TO-DO LIST:
A. In the passage on programming language semantics, what kind of languages are described as having very predictable semantics?
B. Extend the passage on programming language semantics, starting after its final sentence.

SUPPLIED TEXT:
::::::::::

In the study of computing, programs are producing reality rather than proofs, at least at first inspection. This reality can be abstracted to operations which happen with data (operational semantics), or we can go toward assigning denotations to programming language constructs which will correspond again to the reality of program execution. This is very vague, but enough for rough comparison that we are talking about the same subject. Again the program is just a symbolic presentation which has no meaning outside of the system. Knowing how to present semantics of a computer language is extremely important. For example, if we change a platform and redo programming some critical system for this platform in the langauge suitable for this platform do we get the same ? Do the outputs of compiling the same code by two different compilers give the same output ? Usually, computer languages do not have fully determined semantics by their design. Namely there are situations where an undefined behavior is possible (say choices). Some languages are designed so that their semantics is very predictable, especially functional languages what makes them more relevant in recent years. These languages are designed having in mind semantics of type theory [ChlipalaGirard], a flavor of a logical system which came out of philosophy and logic but has wide applications nowdays. Programs in this world can be viewed as producing proofs of truth for some logical deductions. Useful theoretical connections to category theory are widely explored.

Regarding that the early languages for smart contracts (say, Solidity) are rather ad hoc written without advanced programmin language theory properly adapted to blockchain, some systems nowdays produce smart contracts from functional languages, then there is an intermediate presentation which formalizes some level of semantics, which is prone to better analysis, for verification, security and other reasons. Then, from the intermediate representation one produces automatically, in a way similar to code generation in compilers, an actual program in old fashioned smart contract language. Optimization reasons suggest nowdays that the operational content should be done in low level bytecode virtual machines and Webassembly VM seem to be a tendency, complemented by system interface (set of standardized system calls from VM). This way modularity of interaction between the execution in VM and other aspects of blockchain and of off chain reality is recognized, but not sufficiently modeled at abstract level.

::::::::::

STORED ROWS:
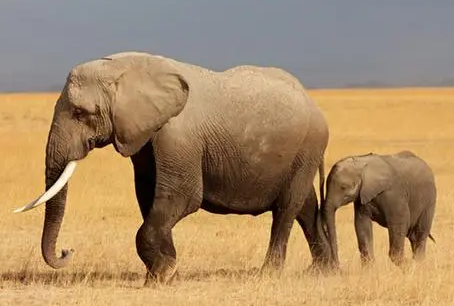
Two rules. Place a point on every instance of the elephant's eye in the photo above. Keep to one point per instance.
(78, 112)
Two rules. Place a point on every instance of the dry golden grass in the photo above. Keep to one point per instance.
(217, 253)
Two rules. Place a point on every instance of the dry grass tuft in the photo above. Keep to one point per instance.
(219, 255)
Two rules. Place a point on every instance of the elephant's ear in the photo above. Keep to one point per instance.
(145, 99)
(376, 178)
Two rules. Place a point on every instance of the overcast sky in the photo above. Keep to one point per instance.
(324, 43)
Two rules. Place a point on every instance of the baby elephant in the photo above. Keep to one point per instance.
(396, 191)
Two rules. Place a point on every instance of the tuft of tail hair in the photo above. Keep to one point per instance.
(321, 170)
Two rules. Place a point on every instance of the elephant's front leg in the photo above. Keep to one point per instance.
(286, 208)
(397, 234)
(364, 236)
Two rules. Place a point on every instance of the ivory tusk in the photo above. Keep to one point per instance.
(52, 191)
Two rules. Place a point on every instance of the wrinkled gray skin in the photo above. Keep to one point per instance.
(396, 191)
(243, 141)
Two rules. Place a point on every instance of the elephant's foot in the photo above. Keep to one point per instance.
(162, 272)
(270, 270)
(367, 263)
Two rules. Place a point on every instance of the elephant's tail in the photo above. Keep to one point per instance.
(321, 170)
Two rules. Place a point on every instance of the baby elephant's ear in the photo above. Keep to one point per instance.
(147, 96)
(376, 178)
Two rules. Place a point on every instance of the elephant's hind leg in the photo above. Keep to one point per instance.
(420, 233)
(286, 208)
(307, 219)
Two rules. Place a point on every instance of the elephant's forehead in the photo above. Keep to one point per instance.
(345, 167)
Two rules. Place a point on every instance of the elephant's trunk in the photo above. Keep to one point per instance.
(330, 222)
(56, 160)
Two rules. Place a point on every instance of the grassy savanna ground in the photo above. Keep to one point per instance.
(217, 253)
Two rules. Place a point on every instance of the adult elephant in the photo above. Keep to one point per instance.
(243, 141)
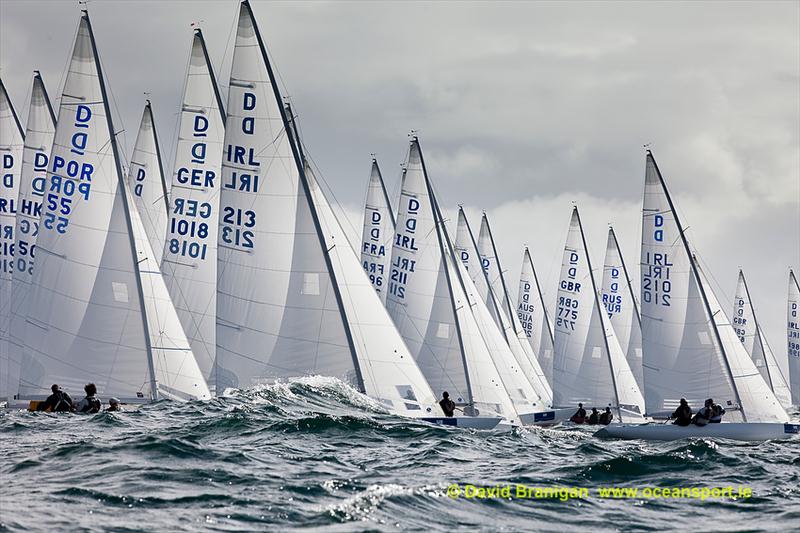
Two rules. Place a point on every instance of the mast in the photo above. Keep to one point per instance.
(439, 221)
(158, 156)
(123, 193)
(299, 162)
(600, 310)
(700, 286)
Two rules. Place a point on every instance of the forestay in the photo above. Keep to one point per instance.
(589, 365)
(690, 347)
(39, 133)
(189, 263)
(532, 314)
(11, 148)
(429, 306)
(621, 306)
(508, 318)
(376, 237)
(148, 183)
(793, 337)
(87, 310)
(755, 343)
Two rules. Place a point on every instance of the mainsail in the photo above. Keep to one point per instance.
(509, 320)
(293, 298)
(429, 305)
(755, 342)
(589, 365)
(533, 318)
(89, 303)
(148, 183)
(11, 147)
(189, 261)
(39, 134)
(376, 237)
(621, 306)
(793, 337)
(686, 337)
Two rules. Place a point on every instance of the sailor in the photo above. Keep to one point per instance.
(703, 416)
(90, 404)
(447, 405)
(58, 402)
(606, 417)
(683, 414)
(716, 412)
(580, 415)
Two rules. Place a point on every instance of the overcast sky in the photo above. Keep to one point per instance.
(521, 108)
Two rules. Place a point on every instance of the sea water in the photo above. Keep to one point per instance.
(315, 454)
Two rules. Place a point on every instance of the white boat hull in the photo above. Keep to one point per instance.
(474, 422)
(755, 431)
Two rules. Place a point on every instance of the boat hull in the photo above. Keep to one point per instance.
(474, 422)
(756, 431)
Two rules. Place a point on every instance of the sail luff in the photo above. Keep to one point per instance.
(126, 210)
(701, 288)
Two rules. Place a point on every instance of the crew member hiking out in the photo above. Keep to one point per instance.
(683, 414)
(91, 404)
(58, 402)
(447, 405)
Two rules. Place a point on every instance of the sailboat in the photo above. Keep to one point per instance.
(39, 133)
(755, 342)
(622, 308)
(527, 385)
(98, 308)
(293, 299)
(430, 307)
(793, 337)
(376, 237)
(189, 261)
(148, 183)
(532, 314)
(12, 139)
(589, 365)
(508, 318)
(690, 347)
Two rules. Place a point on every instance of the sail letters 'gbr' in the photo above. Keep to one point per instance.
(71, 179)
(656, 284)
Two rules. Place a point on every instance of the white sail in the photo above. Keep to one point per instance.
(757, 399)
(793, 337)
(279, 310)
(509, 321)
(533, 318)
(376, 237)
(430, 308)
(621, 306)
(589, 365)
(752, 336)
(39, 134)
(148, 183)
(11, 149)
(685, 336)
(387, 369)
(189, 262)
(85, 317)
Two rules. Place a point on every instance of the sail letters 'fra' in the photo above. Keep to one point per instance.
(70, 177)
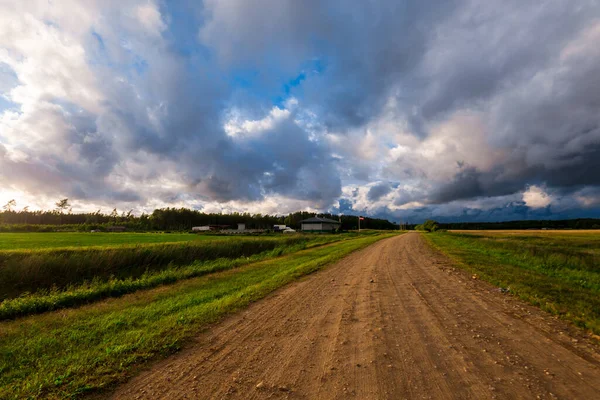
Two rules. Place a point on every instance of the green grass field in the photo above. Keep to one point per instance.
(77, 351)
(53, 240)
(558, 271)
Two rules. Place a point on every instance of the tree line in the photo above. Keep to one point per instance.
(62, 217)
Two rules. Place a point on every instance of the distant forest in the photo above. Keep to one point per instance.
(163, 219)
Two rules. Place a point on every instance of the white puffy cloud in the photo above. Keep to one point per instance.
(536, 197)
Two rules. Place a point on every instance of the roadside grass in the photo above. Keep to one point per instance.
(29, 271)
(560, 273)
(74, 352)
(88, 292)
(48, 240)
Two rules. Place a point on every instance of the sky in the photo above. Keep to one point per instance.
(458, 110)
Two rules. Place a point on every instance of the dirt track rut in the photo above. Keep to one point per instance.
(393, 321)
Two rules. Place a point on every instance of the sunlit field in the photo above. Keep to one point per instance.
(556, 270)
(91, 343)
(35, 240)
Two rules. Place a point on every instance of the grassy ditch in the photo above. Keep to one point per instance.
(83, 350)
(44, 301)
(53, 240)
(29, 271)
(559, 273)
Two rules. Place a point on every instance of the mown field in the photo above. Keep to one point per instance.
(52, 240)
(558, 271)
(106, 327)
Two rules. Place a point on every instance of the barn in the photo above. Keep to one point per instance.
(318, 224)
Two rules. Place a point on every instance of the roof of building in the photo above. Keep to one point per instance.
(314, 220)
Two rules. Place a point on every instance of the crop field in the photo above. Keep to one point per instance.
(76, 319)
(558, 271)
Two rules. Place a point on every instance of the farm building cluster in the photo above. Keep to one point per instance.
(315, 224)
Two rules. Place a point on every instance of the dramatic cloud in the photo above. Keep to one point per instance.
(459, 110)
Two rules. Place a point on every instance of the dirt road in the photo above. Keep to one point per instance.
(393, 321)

::::::::::

RESULTS OF THE EXERCISE:
A. Functional languages.

B.
3 Assets on blockchain

Handling off chain assets on blockchain requires a representation of the assets on blockchain, most usually, but not exclusively, in tokenized form. This is in a complete analogy to an auction. In an auction, parties sign up before an auction and they are preverified for ability to pay. During the auction no real money is involved, certified party enters purchase by a promise statement. After the auction, off auction mechanisms are involved to collect the money promised. Similarly, an off chain asset is represented on the blockchain showing the representation of the asset and a blockchain address of the owner (the owner may be even some other smart contract). Now a number of issues come into play. First of all, with cryptocurrencies a double spending problem is solved on chain but the existence and possible multiple representations in different systems of a real asset can be regulated only off chain, in real world and with help of a legal system. Say, if some jurisdiction decides that all real estate in this jurisdiction is represented on some blockchain as a primary place of verification, then the issuer of real world certificate to this property, and that is the jurisdiction itself is the default place of a resolution of a conflict. Namely if some property is sold elsewhere and not on the authorized blockchain it should be considered legally not binding, and in most cases cheating or criminal misappropriation.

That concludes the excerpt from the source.